EXERCISE MATERIALS Start Marker
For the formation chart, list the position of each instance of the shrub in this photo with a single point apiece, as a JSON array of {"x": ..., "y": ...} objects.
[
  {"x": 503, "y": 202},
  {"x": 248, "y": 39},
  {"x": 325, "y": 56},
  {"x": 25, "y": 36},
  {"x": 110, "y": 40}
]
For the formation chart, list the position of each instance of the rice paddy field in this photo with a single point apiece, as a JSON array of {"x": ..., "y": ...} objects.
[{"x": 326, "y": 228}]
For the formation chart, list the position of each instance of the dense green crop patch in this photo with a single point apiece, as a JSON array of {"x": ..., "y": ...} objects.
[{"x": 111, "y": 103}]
EXERCISE MATERIALS End Marker
**DESCRIPTION OF THE TASK**
Word for word, copy the material above.

**COMPLETED TASK**
For the formation chart, list the position of each instance of the shrub in this photo with a single point apiece, as a JSON array of {"x": ..., "y": ...} objects.
[
  {"x": 503, "y": 202},
  {"x": 248, "y": 39},
  {"x": 325, "y": 56},
  {"x": 25, "y": 36},
  {"x": 110, "y": 40}
]
For the formation chart, list the position of each instance of the rice paddy field in this photo with a single point apiece, as a JSON array of {"x": ..., "y": ...} objects.
[{"x": 326, "y": 228}]
For the formation chart, list the position of each instance of the dense green crop patch in this photo with a single point apiece, as a JSON array of {"x": ..., "y": ...} objects.
[{"x": 111, "y": 103}]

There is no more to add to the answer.